═════ DATASET CONTENT

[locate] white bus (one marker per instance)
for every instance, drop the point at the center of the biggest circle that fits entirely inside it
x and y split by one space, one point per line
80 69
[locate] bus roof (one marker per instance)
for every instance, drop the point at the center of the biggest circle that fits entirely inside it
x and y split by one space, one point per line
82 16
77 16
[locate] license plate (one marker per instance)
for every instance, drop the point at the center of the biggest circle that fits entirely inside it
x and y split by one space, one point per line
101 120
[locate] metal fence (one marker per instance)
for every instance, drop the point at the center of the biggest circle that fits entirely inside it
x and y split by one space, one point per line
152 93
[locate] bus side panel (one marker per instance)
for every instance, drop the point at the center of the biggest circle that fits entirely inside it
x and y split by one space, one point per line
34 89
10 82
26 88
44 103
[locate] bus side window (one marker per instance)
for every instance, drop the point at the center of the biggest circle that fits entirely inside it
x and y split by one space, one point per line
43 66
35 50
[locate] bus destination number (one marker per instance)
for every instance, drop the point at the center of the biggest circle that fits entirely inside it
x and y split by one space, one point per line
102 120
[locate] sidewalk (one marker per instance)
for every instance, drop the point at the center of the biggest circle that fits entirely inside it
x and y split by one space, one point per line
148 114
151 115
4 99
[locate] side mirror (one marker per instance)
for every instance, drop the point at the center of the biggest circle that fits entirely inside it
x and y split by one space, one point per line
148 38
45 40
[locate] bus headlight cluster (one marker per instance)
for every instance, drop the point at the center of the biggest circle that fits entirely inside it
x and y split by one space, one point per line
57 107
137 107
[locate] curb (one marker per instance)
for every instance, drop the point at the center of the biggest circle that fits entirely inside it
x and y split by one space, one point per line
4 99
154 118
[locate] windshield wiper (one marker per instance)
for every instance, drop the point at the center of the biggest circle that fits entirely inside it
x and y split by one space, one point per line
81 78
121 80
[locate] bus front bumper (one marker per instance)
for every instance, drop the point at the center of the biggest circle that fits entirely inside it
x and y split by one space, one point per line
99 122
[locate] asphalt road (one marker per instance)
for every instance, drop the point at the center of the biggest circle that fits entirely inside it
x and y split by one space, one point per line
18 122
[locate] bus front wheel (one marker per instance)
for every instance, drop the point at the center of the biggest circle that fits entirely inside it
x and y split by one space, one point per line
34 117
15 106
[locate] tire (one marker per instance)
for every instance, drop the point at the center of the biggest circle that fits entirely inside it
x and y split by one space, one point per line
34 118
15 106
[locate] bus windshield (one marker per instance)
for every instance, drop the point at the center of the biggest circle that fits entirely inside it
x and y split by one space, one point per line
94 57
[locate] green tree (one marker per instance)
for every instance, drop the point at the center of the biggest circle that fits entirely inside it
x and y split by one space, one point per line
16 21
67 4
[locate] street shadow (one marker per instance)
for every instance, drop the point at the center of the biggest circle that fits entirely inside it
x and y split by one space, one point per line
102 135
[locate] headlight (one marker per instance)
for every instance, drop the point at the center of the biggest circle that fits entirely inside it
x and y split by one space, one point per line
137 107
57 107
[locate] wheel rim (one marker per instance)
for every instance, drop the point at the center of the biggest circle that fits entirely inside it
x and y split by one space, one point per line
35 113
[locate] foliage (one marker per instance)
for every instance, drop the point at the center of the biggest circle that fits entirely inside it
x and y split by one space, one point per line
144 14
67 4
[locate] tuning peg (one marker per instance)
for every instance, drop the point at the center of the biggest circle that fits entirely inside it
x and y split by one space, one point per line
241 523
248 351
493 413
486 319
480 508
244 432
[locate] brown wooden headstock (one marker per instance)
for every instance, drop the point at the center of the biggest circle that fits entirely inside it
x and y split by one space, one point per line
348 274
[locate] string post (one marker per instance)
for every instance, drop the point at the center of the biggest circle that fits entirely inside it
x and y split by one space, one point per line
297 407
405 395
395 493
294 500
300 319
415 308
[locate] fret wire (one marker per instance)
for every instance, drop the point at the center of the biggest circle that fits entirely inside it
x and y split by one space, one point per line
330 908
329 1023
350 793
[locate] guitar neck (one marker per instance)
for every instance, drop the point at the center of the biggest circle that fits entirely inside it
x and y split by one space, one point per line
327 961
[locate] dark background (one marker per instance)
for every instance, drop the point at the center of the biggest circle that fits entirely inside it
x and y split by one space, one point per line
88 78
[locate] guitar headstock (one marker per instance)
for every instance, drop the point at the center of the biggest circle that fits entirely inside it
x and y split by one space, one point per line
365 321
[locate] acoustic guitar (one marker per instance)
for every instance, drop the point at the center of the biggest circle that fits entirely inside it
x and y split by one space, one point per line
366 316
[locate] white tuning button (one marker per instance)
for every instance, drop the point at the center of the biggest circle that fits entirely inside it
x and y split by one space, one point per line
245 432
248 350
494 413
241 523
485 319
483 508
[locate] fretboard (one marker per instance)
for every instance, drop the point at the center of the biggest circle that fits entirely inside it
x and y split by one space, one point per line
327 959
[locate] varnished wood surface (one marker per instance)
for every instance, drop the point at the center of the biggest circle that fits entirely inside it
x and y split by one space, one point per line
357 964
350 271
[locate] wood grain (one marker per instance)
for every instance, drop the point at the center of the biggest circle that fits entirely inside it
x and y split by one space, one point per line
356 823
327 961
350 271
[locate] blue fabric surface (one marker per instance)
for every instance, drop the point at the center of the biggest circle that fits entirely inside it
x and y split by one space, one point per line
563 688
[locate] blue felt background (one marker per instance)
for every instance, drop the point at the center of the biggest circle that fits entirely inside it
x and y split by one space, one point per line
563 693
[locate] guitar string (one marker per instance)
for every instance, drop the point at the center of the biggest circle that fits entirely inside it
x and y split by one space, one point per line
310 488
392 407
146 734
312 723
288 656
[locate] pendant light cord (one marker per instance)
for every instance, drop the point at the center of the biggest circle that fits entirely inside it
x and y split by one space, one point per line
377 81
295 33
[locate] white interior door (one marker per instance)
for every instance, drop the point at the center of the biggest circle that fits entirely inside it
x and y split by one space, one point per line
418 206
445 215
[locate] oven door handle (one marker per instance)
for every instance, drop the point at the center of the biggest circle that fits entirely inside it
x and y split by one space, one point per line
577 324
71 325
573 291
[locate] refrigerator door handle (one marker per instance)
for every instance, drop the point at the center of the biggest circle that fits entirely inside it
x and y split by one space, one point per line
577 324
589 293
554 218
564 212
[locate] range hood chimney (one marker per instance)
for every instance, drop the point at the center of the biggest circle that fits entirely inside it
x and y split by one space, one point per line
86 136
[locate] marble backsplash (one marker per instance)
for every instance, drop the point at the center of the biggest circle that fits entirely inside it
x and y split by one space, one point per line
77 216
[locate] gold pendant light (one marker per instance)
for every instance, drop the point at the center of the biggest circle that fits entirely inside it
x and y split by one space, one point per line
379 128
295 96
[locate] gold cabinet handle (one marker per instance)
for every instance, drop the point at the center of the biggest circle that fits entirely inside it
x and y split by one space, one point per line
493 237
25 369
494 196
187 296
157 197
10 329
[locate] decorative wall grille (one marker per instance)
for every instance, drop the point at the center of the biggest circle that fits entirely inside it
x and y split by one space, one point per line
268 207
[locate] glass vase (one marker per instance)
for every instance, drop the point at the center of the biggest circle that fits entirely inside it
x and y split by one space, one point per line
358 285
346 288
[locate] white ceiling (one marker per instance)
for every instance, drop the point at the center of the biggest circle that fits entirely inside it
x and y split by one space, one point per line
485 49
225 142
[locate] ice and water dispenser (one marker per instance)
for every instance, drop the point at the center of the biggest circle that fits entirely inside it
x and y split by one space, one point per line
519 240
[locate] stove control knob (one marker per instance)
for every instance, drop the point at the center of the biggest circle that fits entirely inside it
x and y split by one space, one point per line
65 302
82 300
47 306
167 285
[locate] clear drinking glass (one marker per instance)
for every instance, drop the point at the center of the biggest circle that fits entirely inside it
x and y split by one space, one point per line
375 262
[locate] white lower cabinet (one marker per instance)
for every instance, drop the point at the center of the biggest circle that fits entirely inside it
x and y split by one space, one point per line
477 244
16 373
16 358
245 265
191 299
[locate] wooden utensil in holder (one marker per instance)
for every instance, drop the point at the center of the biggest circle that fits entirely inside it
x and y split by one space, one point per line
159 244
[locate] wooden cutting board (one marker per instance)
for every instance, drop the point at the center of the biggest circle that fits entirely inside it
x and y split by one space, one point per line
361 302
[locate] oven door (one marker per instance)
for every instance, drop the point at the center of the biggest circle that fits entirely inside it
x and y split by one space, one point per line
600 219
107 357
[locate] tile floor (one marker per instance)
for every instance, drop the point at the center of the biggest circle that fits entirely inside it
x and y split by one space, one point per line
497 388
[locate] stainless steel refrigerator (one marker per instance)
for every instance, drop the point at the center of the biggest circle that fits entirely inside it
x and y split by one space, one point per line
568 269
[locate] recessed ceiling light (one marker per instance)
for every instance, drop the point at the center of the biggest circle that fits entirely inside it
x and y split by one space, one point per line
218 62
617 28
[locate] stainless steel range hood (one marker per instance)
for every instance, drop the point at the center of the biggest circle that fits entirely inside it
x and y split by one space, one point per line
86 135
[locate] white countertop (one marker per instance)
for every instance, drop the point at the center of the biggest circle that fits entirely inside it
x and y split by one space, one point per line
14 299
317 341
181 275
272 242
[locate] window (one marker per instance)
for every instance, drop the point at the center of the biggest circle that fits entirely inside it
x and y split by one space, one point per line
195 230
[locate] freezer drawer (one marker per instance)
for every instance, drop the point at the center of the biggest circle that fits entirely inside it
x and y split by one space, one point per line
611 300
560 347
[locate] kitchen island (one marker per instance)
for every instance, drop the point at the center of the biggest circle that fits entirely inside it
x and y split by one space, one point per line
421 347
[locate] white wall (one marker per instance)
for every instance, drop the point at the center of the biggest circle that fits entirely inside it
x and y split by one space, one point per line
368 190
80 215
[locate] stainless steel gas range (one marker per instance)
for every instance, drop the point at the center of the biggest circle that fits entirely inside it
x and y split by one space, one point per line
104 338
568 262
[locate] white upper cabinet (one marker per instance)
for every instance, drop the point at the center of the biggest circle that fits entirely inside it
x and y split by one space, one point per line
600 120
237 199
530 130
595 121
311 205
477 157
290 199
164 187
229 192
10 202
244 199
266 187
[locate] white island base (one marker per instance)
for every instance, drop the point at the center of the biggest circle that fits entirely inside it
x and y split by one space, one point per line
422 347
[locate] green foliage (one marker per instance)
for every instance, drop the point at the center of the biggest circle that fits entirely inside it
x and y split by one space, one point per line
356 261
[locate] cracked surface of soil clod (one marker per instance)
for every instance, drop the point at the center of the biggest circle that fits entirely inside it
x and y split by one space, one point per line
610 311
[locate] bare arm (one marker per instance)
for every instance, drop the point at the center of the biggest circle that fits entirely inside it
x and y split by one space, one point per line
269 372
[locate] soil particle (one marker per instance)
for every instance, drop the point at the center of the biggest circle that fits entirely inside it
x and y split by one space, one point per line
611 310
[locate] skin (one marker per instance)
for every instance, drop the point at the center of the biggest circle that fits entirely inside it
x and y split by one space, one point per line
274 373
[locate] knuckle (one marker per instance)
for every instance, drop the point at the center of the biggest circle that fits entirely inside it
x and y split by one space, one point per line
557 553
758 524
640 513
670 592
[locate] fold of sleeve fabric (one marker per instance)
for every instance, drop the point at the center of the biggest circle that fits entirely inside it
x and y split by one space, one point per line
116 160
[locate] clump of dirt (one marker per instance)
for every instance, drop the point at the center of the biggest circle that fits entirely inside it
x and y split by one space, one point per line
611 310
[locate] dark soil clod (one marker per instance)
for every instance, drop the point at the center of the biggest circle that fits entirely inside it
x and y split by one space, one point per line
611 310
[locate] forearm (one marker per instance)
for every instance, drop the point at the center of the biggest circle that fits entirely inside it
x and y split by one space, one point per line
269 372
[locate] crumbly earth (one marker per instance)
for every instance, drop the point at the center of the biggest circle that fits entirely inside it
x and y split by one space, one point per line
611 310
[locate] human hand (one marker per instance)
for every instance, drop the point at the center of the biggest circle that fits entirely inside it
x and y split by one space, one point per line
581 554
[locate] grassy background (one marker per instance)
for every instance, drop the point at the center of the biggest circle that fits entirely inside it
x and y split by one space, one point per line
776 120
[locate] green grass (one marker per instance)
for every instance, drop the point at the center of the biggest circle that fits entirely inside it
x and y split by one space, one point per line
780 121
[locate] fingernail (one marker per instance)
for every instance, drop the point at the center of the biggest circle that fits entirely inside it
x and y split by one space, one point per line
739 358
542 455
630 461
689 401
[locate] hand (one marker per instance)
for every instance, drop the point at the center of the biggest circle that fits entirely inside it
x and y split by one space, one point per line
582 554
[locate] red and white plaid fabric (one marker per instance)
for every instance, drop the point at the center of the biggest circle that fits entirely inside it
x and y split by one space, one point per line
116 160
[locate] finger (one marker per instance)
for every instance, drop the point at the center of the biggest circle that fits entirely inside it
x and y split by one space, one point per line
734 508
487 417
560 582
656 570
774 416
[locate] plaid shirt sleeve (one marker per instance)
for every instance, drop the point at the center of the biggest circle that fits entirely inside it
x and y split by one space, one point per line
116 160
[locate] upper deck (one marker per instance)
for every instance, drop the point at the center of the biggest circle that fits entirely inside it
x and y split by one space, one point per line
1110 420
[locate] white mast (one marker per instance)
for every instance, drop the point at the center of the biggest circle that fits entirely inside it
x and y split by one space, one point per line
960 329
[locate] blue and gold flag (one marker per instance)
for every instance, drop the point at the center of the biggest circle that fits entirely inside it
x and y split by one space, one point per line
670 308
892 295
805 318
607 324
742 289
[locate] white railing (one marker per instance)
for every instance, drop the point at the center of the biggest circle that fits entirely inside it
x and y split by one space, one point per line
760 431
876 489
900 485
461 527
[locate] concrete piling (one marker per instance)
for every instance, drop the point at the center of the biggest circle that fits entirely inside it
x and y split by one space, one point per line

══════════

[PROBLEM REQUIREMENTS]: What you should output is every line of the records above, from the first through the line containing "[locate] bus roof (one marker per instance)", unchanged.

[YOUR RESPONSE]:
[locate] white bus (one marker per instance)
for every instance, drop the point at the center of the biggest circle that fits entirely inside it
x and y split by one space, one point per line
80 69
[locate] bus roof (one marker per instance)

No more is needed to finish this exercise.